Department of Electronic and Information Engineering

A team of researchers led by Professor Din-Ping Tsai, Chair Professor and Head of PolyU’s Department of Electronic and Information Engineering, have developed a chip that promises to unlock the full potential of quantum computing. The chip is based on a series of miniature “meta-lenses” composed of nano antennae for capturing photons from a laser beam and focusing them on the same point.

The antennae are placed on a surface made of gallium nitride, a semiconductor material known for its excellent optical quality. Each antenna measures 45 x 80 x 800 nanometres. More than 250,000 of these tiny antennae went into the composition of one lens, which measures 100 microns in diameter, about the size of a human hair. To demonstrate how their approach works, the team designed and fabricated an optical chip with an array of 10 x 10 lenses to polarise incoming light.

== EXERCISE A ==
Answer these from the meta-lens chip article:
(i) What material is the antennae's surface made of?
(ii) How many antennae make up one lens?
(iii) How many lenses are in the array on the demonstration chip?
== EXERCISE B ==
From the meta-lens chip article, extract the stretch from "The antennae are" through "polarise incoming light.".
== EXERCISE C ==
In one to three sentences, explain why the meta-lens chip article says the team designed and fabricated the optical chip with an array of lenses.

== DATASET EXCERPT ==
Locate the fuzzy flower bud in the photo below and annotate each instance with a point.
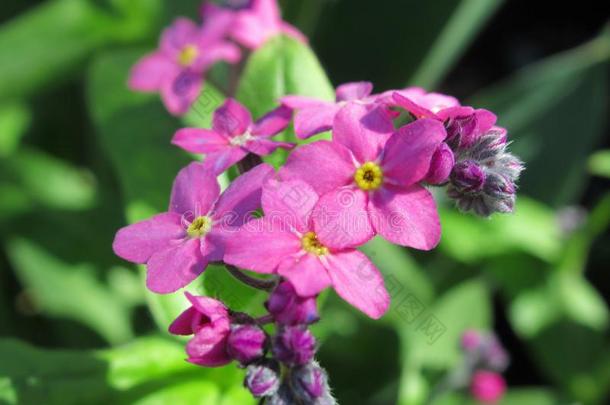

== TASK ANSWER A ==
(i) Gallium nitride
(ii) More than 250,000
(iii) 10 x 10

== TASK ANSWER B ==
The antennae are placed on a surface made of gallium nitride, a semiconductor material known for its excellent optical quality. Each antenna measures 45 x 80 x 800 nanometres. More than 250,000 of these tiny antennae went into the composition of one lens, which measures 100 microns in diameter, about the size of a human hair. To demonstrate how their approach works, the team designed and fabricated an optical chip with an array of 10 x 10 lenses to polarise incoming light.

== TASK ANSWER C ==
The team built the optical chip with a 10 x 10 array of lenses to demonstrate how their approach works. The chip polarizes incoming light.